● WORK INSTRUCTIONS: In the article below about the "see me, hear me, heal me" project, in what year did Yoon's team begin interviewing patients and engaging artists?

(PASSAGE PROVIDED begins)

A collaborative project at the University of Alberta—the first of its kind in Canada—aims to convey through visual art the emotional turmoil survivors of head and neck cancer endure.
Entitled “see me, hear me, heal me,” the project provides a richer representation of a cancer patient’s recovery than any conventional research study could, according to U of A dentistry professor Minn Yoon, who launched the project after hearing the stories of patients.
Head and neck cancer can be a terrifying and life-altering experience, denying those affected the ability to eat, talk and swallow, and often leaving them disfigured. They often describe debilitating grief, a refusal to look at themselves in a mirror and reluctance to venture outside the home to live a normal life.
As part of the collaborative project, patients shared their darkest hours with artists and medical clinicians in interdisciplinary support group interviews, forum theatre workshops and artist studio visits.
“There’s not enough research being done into how this very invasive cancer impacts patients,” said Yoon. “I wanted to find a way to share patient experiences in a way that was visceral, and visual art was the natural fit.”
“see me, hear me, heal me” participants talk about their experiences with the project.
One tongue cancer survivor who found support in the project was Kimberly Flowers, who was first diagnosed in 2014.
“I had to learn to speak, swallow and eat all over again,” said Flowers, who suffered through reconstructive surgery for her tongue, a bilateral neck dissection and 30 radiation treatments.
“The anatomy of my neck had completely changed. I went from being tube fed through my nose to purees to semi-solid food. Even today, I still can’t eat certain things.”
The impact of “see me, hear me, heal me” is outlined in a new book from U of A Press called Art & Medicine: Transforming the Experience of Head and Neck Cancer.
Generously illustrated, it includes art reproductions and written contributions from a number of team members including art curator and professor of art and design Lianne McTavish and Pamela Brett-Maclean, director of the Arts and Humanities in Health and Medicine (AHHM) in the Faculty of Medicine & Dentistry and professor of psychiatry, who edited the book.
“What I think is really unique and critical in our publication is that we have recognized that human experience cannot fully be captured by traditional, empirical approaches. Rather, we have honoured and included the perspective of patients with a view to uncovering new meanings, and raising new questions through narrative and arts-based inquiry,” said Yoon, adding that patient stories form the heart of the project.
Yoon’s team began interviewing patients and engaging artists in 2015, and since then has exhibited the work of artists such as Ingrid Bachmann, Sean Caulfield, Jude Griebel, Jill Ho-You, Heather Huston and Bradley Necyk. Team members have also made numerous presentations and published scholarly work.
A common thread in many of her patient interviews, said Yoon, was an overwhelming sense of shattered identity.

(PASSAGE PROVIDED ends)
(SUPPLIED DATA begins)

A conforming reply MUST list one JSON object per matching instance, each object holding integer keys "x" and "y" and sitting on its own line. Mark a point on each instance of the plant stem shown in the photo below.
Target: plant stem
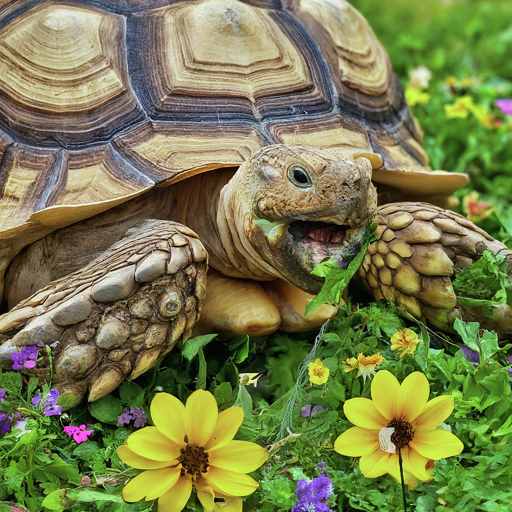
{"x": 400, "y": 463}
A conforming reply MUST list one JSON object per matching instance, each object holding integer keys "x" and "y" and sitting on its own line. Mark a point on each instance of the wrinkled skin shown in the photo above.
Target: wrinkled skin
{"x": 292, "y": 207}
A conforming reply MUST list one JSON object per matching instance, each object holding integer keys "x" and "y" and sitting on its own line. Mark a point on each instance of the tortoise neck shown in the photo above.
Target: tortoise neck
{"x": 207, "y": 204}
{"x": 234, "y": 219}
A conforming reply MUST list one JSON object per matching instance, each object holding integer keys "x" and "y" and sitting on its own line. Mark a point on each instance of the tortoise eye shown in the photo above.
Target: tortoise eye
{"x": 299, "y": 176}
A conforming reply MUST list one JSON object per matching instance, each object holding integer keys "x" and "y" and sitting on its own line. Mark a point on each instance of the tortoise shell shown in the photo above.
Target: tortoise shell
{"x": 101, "y": 100}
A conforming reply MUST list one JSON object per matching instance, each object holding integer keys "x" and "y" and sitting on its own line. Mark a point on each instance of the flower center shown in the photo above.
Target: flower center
{"x": 403, "y": 433}
{"x": 194, "y": 461}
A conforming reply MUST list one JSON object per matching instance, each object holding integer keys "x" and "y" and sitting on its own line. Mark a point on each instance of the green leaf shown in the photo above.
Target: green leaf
{"x": 483, "y": 282}
{"x": 54, "y": 501}
{"x": 337, "y": 279}
{"x": 488, "y": 345}
{"x": 244, "y": 401}
{"x": 240, "y": 345}
{"x": 191, "y": 347}
{"x": 201, "y": 374}
{"x": 106, "y": 409}
{"x": 131, "y": 394}
{"x": 87, "y": 496}
{"x": 468, "y": 332}
{"x": 63, "y": 470}
{"x": 223, "y": 393}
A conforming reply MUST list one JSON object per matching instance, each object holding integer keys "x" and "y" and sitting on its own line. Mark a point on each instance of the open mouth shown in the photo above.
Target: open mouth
{"x": 318, "y": 232}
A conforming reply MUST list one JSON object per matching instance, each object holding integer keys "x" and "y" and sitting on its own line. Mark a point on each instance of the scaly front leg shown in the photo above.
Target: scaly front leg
{"x": 420, "y": 250}
{"x": 118, "y": 315}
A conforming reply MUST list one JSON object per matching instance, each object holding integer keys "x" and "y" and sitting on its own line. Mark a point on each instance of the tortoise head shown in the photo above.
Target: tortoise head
{"x": 296, "y": 206}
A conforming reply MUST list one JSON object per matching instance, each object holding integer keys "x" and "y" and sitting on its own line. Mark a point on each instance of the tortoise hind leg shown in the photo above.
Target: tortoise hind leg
{"x": 119, "y": 314}
{"x": 421, "y": 247}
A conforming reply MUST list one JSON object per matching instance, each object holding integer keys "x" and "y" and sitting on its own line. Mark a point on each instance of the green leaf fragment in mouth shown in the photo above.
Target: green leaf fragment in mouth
{"x": 337, "y": 279}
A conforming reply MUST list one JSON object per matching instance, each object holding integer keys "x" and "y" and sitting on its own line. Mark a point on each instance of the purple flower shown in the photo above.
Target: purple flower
{"x": 139, "y": 417}
{"x": 50, "y": 405}
{"x": 470, "y": 355}
{"x": 307, "y": 411}
{"x": 5, "y": 423}
{"x": 124, "y": 418}
{"x": 505, "y": 105}
{"x": 314, "y": 495}
{"x": 79, "y": 434}
{"x": 25, "y": 358}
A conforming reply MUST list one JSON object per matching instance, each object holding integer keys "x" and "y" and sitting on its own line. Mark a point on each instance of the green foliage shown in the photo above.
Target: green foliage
{"x": 337, "y": 279}
{"x": 466, "y": 44}
{"x": 484, "y": 283}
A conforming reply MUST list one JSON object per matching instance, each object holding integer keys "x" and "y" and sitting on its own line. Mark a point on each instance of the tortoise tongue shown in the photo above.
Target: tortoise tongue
{"x": 326, "y": 235}
{"x": 321, "y": 232}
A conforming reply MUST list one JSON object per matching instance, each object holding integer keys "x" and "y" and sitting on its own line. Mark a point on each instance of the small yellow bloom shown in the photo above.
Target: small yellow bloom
{"x": 475, "y": 210}
{"x": 460, "y": 109}
{"x": 405, "y": 341}
{"x": 191, "y": 445}
{"x": 251, "y": 379}
{"x": 318, "y": 372}
{"x": 365, "y": 364}
{"x": 398, "y": 418}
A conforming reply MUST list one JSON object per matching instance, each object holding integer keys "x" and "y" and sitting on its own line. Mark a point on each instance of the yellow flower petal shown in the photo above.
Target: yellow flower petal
{"x": 436, "y": 444}
{"x": 356, "y": 442}
{"x": 415, "y": 464}
{"x": 229, "y": 482}
{"x": 200, "y": 417}
{"x": 163, "y": 480}
{"x": 363, "y": 413}
{"x": 228, "y": 423}
{"x": 232, "y": 505}
{"x": 413, "y": 396}
{"x": 205, "y": 495}
{"x": 239, "y": 456}
{"x": 150, "y": 483}
{"x": 379, "y": 463}
{"x": 385, "y": 392}
{"x": 138, "y": 462}
{"x": 435, "y": 412}
{"x": 151, "y": 444}
{"x": 168, "y": 415}
{"x": 175, "y": 499}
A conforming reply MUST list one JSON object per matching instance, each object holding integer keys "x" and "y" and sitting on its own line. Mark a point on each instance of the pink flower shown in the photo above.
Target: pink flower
{"x": 79, "y": 434}
{"x": 505, "y": 106}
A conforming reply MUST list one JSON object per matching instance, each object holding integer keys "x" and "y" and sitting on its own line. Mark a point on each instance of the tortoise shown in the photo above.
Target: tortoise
{"x": 166, "y": 157}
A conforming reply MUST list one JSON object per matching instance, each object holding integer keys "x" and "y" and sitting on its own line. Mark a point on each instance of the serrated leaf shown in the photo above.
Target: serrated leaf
{"x": 468, "y": 332}
{"x": 244, "y": 401}
{"x": 192, "y": 346}
{"x": 87, "y": 496}
{"x": 201, "y": 374}
{"x": 131, "y": 394}
{"x": 223, "y": 393}
{"x": 63, "y": 470}
{"x": 54, "y": 501}
{"x": 337, "y": 279}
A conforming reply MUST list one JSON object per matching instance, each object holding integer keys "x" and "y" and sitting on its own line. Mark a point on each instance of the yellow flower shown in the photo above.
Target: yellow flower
{"x": 318, "y": 372}
{"x": 365, "y": 365}
{"x": 191, "y": 445}
{"x": 405, "y": 341}
{"x": 399, "y": 417}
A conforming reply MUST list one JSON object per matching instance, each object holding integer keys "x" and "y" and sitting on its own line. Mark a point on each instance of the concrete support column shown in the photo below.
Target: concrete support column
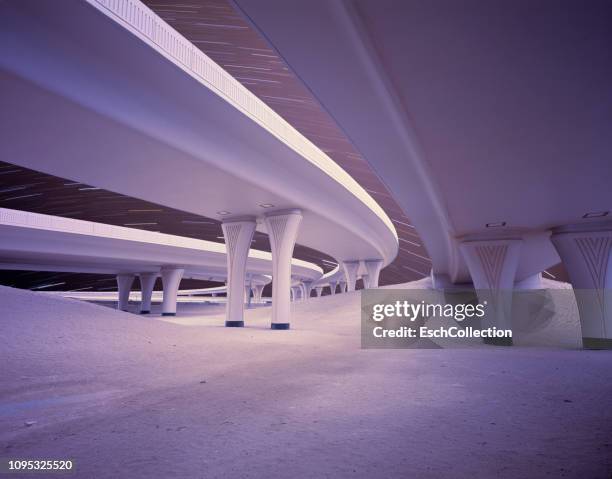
{"x": 586, "y": 253}
{"x": 282, "y": 229}
{"x": 124, "y": 286}
{"x": 147, "y": 283}
{"x": 257, "y": 291}
{"x": 350, "y": 273}
{"x": 373, "y": 268}
{"x": 171, "y": 279}
{"x": 238, "y": 234}
{"x": 492, "y": 265}
{"x": 307, "y": 288}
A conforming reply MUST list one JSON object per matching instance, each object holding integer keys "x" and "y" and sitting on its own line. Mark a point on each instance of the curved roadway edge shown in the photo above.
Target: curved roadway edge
{"x": 33, "y": 241}
{"x": 146, "y": 108}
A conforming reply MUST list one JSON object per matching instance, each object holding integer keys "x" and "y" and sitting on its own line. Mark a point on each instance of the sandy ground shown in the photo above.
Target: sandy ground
{"x": 138, "y": 397}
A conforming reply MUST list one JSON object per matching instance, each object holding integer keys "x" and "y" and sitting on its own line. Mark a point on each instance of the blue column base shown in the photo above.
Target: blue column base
{"x": 234, "y": 324}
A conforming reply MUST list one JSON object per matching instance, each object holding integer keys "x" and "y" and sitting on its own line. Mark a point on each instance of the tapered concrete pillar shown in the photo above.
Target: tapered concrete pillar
{"x": 492, "y": 265}
{"x": 238, "y": 233}
{"x": 282, "y": 229}
{"x": 171, "y": 279}
{"x": 147, "y": 283}
{"x": 350, "y": 273}
{"x": 302, "y": 292}
{"x": 124, "y": 286}
{"x": 373, "y": 272}
{"x": 307, "y": 288}
{"x": 586, "y": 252}
{"x": 257, "y": 291}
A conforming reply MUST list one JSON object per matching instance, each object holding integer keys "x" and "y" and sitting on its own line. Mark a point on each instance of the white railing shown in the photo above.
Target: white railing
{"x": 148, "y": 26}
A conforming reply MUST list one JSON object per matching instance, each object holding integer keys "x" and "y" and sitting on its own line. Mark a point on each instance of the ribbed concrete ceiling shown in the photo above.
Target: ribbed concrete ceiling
{"x": 225, "y": 36}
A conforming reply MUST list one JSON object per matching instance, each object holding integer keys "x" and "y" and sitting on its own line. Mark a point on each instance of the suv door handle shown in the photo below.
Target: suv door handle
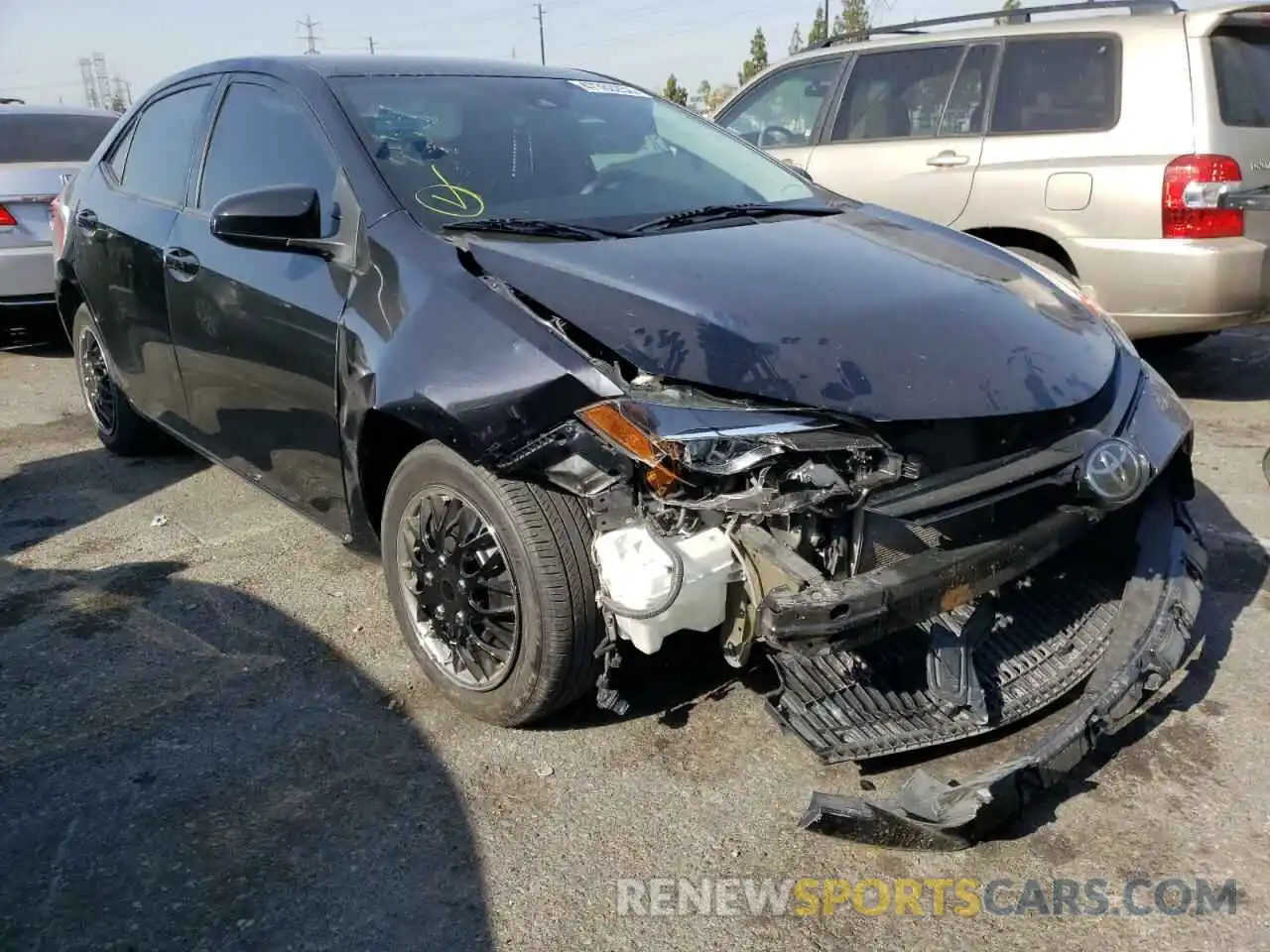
{"x": 182, "y": 264}
{"x": 948, "y": 159}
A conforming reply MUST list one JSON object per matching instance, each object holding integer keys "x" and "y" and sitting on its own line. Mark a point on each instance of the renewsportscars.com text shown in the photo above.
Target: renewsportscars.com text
{"x": 931, "y": 896}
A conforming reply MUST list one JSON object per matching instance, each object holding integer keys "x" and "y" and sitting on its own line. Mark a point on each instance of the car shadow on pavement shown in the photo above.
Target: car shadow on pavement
{"x": 183, "y": 766}
{"x": 49, "y": 497}
{"x": 1232, "y": 366}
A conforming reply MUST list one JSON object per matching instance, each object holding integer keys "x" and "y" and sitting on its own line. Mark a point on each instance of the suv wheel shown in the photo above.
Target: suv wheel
{"x": 1044, "y": 262}
{"x": 121, "y": 429}
{"x": 493, "y": 587}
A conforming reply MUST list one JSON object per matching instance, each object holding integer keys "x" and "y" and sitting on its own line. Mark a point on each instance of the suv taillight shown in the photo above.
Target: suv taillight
{"x": 1193, "y": 185}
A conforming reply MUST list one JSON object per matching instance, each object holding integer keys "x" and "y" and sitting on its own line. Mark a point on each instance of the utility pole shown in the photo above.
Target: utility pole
{"x": 89, "y": 82}
{"x": 543, "y": 44}
{"x": 103, "y": 81}
{"x": 308, "y": 23}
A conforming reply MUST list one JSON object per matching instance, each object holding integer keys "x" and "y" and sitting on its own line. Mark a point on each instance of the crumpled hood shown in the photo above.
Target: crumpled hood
{"x": 869, "y": 312}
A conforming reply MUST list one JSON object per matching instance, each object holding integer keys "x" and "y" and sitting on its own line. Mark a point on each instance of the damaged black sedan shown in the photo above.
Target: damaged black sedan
{"x": 585, "y": 371}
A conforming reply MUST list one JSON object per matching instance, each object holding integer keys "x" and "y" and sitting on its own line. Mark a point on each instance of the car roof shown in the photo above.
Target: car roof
{"x": 37, "y": 109}
{"x": 302, "y": 68}
{"x": 1092, "y": 21}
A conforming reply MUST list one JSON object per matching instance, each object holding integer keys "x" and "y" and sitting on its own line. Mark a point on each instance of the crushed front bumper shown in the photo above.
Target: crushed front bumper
{"x": 1148, "y": 640}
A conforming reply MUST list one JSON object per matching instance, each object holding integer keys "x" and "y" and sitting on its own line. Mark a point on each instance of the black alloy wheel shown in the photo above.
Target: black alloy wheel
{"x": 492, "y": 584}
{"x": 454, "y": 574}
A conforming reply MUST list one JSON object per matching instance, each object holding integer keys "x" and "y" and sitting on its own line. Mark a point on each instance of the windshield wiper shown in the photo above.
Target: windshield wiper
{"x": 538, "y": 227}
{"x": 720, "y": 212}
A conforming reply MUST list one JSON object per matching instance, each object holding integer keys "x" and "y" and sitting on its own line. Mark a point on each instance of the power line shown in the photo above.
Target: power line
{"x": 308, "y": 23}
{"x": 543, "y": 44}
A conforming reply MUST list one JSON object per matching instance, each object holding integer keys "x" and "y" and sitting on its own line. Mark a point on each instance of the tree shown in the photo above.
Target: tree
{"x": 820, "y": 31}
{"x": 1008, "y": 7}
{"x": 675, "y": 91}
{"x": 757, "y": 61}
{"x": 853, "y": 18}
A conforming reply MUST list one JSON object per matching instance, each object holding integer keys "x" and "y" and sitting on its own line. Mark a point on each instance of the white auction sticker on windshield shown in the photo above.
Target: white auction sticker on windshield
{"x": 616, "y": 89}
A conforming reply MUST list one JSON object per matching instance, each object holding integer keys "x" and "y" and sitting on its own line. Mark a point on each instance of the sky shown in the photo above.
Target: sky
{"x": 640, "y": 41}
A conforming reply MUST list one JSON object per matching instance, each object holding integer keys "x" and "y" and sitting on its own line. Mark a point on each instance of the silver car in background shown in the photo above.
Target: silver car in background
{"x": 1127, "y": 150}
{"x": 41, "y": 148}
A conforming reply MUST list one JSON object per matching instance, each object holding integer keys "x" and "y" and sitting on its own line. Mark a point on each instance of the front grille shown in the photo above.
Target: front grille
{"x": 1052, "y": 629}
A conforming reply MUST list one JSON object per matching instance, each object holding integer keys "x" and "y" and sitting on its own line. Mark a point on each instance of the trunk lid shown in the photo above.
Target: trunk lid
{"x": 26, "y": 190}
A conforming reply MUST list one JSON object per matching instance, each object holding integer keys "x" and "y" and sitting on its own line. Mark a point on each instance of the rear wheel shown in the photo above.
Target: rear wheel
{"x": 493, "y": 587}
{"x": 1044, "y": 262}
{"x": 1173, "y": 343}
{"x": 121, "y": 429}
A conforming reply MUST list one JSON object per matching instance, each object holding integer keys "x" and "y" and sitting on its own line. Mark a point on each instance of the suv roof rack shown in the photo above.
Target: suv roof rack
{"x": 1021, "y": 14}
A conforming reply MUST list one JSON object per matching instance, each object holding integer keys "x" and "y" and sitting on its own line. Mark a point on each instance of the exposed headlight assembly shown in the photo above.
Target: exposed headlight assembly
{"x": 674, "y": 440}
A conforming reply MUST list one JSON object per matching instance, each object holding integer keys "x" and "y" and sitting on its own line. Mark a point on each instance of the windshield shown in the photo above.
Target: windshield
{"x": 51, "y": 137}
{"x": 598, "y": 154}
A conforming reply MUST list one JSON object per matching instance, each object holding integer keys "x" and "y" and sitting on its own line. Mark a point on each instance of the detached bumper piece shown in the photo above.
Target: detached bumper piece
{"x": 1044, "y": 636}
{"x": 1123, "y": 648}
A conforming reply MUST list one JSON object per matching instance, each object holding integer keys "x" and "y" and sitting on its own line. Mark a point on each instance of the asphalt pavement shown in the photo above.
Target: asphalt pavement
{"x": 211, "y": 737}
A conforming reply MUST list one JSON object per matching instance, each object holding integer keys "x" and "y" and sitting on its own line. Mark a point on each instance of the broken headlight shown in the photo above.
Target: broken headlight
{"x": 706, "y": 439}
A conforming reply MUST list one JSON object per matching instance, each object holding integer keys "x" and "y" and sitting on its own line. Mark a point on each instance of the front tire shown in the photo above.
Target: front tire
{"x": 121, "y": 429}
{"x": 493, "y": 587}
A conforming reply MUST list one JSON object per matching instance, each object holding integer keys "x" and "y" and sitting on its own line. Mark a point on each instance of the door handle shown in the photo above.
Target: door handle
{"x": 948, "y": 159}
{"x": 182, "y": 264}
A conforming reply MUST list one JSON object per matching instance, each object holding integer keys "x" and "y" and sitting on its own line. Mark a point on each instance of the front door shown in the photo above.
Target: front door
{"x": 780, "y": 113}
{"x": 123, "y": 213}
{"x": 255, "y": 330}
{"x": 908, "y": 132}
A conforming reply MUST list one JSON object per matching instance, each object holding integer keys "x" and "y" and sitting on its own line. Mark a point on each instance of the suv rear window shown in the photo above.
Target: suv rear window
{"x": 1058, "y": 84}
{"x": 1241, "y": 61}
{"x": 49, "y": 137}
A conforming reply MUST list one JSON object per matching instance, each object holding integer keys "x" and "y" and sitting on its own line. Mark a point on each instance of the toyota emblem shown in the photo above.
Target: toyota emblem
{"x": 1115, "y": 471}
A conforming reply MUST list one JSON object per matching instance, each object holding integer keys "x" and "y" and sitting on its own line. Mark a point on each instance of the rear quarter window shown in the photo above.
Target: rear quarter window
{"x": 1241, "y": 63}
{"x": 1058, "y": 84}
{"x": 51, "y": 137}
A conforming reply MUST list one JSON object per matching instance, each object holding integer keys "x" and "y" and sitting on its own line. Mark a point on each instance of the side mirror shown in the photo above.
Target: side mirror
{"x": 276, "y": 218}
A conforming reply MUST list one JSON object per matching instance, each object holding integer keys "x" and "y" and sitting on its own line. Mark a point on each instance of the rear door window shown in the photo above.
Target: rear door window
{"x": 50, "y": 137}
{"x": 158, "y": 158}
{"x": 781, "y": 109}
{"x": 898, "y": 94}
{"x": 1241, "y": 62}
{"x": 966, "y": 105}
{"x": 1058, "y": 84}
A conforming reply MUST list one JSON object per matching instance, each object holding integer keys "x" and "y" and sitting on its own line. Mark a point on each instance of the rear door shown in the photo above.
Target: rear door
{"x": 1233, "y": 99}
{"x": 255, "y": 330}
{"x": 783, "y": 112}
{"x": 908, "y": 130}
{"x": 122, "y": 216}
{"x": 37, "y": 151}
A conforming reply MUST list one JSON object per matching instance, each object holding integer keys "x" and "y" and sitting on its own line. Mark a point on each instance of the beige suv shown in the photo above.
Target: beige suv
{"x": 1127, "y": 149}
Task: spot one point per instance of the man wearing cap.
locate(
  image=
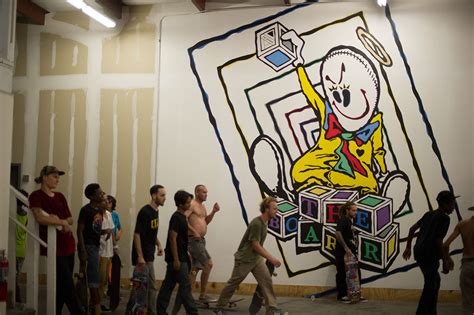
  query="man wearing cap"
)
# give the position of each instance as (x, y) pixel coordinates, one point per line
(50, 208)
(464, 228)
(428, 250)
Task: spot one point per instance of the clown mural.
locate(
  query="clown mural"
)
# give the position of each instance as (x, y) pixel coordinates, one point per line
(347, 161)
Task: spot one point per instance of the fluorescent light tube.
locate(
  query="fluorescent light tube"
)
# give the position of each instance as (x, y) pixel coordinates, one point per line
(99, 17)
(93, 13)
(79, 4)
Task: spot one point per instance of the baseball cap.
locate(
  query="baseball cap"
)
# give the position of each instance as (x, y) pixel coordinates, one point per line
(446, 196)
(47, 170)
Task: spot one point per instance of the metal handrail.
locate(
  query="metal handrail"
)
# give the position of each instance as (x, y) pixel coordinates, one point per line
(21, 225)
(34, 252)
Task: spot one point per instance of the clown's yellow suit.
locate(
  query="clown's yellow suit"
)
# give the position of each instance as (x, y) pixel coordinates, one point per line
(339, 159)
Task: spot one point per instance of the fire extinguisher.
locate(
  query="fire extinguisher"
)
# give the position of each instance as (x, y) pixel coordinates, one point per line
(3, 276)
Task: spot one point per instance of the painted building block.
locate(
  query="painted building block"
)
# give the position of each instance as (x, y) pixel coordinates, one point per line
(377, 253)
(285, 225)
(374, 214)
(271, 49)
(328, 247)
(330, 213)
(310, 234)
(311, 202)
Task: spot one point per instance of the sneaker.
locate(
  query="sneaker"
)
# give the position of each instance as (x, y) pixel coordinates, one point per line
(344, 299)
(207, 298)
(20, 306)
(279, 311)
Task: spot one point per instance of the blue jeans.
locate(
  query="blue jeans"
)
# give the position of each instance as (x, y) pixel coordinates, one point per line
(184, 291)
(429, 296)
(65, 290)
(93, 260)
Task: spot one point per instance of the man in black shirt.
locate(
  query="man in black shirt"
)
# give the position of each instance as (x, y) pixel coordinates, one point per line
(428, 249)
(145, 239)
(176, 256)
(89, 229)
(346, 244)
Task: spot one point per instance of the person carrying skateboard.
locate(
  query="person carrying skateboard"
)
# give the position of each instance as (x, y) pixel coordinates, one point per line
(89, 229)
(346, 245)
(106, 251)
(249, 258)
(428, 250)
(177, 259)
(198, 220)
(50, 208)
(464, 228)
(145, 240)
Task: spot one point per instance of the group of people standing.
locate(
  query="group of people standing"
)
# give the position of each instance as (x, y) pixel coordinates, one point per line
(98, 231)
(185, 252)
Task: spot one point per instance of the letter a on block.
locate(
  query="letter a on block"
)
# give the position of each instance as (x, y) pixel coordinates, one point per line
(330, 242)
(274, 223)
(311, 236)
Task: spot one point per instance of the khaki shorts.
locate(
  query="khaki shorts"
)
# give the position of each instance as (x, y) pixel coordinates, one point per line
(198, 251)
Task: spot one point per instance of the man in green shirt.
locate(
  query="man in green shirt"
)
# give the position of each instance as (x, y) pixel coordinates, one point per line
(249, 258)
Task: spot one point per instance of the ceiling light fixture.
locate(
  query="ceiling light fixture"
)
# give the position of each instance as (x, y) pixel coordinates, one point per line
(93, 13)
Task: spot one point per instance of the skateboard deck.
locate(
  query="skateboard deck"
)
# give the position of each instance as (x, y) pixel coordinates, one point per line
(138, 301)
(82, 289)
(257, 299)
(352, 278)
(115, 282)
(207, 304)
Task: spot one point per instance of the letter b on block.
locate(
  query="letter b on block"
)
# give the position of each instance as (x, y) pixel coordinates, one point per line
(285, 225)
(311, 202)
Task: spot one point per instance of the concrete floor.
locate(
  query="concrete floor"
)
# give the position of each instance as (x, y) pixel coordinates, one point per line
(292, 305)
(328, 305)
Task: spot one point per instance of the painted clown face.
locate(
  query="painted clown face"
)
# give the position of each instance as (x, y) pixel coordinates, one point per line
(351, 85)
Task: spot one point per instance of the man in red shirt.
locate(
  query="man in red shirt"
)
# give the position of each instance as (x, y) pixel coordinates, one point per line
(50, 208)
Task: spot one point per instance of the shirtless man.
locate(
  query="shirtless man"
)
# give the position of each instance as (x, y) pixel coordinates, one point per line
(466, 279)
(198, 219)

(SUPPLIED DATA ends)

● ANSWER SPACE: 2015